### PROVIDED INFORMATION ###

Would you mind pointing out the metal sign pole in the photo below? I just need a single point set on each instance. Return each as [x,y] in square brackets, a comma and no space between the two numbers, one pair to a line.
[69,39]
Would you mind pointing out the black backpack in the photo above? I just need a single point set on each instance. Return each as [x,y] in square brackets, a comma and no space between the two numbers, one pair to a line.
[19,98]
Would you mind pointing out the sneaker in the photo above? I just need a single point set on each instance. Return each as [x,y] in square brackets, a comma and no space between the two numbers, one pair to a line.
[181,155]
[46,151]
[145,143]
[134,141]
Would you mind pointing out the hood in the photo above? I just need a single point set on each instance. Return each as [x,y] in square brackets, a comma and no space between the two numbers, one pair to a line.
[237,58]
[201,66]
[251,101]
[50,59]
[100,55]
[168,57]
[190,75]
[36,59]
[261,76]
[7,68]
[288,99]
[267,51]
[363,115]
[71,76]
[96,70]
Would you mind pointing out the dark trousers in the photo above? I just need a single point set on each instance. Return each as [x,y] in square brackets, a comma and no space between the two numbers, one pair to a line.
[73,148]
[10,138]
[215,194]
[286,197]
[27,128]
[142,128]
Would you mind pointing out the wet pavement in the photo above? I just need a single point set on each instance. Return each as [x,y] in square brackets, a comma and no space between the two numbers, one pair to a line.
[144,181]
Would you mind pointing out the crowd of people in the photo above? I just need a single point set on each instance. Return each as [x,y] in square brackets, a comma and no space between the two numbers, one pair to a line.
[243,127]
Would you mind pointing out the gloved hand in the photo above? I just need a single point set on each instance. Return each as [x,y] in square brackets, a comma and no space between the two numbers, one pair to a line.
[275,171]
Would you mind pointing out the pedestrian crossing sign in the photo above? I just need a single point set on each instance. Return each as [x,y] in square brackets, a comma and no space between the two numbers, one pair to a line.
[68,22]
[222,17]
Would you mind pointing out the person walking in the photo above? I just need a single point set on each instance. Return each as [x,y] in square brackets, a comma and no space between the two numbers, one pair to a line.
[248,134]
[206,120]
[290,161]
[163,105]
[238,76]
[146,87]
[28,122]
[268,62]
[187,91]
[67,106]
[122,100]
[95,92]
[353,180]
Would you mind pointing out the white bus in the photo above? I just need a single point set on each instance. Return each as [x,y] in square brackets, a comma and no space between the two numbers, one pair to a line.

###

Line by line, set the records above down again exactly.

Would you mind pointing out the metal sign pole in the photo below? I just need a single point set on each instance. Return each as [x,y] in square brackets, a comma and no space between the two numbers, one pair to a line.
[69,39]
Would you mind pointing out the black backpack in the photo above? I just need a single point set on each instance. Return each as [x,y] in square brackets, a comma and no space between the two numbers, one pair to a line.
[19,98]
Would you mind pointing out the sneaker in the photo above? I just need a single point set on each instance. Return each as [x,y] in square brackets, a comma and no space between the two numbers, one pair to a line.
[181,155]
[46,151]
[145,143]
[134,141]
Would you mind pointing out the hood in the photo above? I just need a single point set on each instance. Return each as [x,y] in square brackets, a comma and no space between the two numbers, one pair to a line.
[237,58]
[201,66]
[251,101]
[50,59]
[100,55]
[168,57]
[190,75]
[36,59]
[261,76]
[7,68]
[288,99]
[267,51]
[363,115]
[71,76]
[96,70]
Would you mind pointing out the dark trousers in the photo above? I just need a single point set on each instance. Return each as [x,y] in square brackets, a comma and no space between the two numbers, one pair to a line.
[73,148]
[10,138]
[215,194]
[286,197]
[27,128]
[142,128]
Would you mind pointing out the wet pavement in the photo above? I just need a single point set on each instance. Return each as [x,y] in square brackets, a comma and no space between the two numbers, one pair to a line.
[144,181]
Would you mind pointing out the crowd of people in the photo above? I just need a single point set on each instance. Return each as [x,y] in square brackets, a comma and no space between the two numbers, one pair to a line.
[243,127]
Would you mind pointing out the gloved hand in the photo above? I just need a single point set on each instance. Return each as [x,y] in square brackets, a comma and no space between the two numbers, one pair to a line.
[275,171]
Would you mind pointing out the pedestrian crossing sign in the photo above? I just need a single point set on each instance. Return each as [x,y] in square brackets, a comma and no space between the two numbers, one pair to a line.
[68,22]
[222,17]
Would you mind pointing out the person walking in the photo above? I just need a single point set on each instance. Return each as [x,y] in square brackets, a comma and no space between the two numbers, one pair to a line.
[248,134]
[206,120]
[290,161]
[163,105]
[238,76]
[146,87]
[28,122]
[268,62]
[187,91]
[67,106]
[122,100]
[95,92]
[353,180]
Would you mind pointing out the white bus in the photo above? I just need a single point set on each instance. Return each as [x,y] in square brackets, a comma and no space between the two numbers, one pair to a line.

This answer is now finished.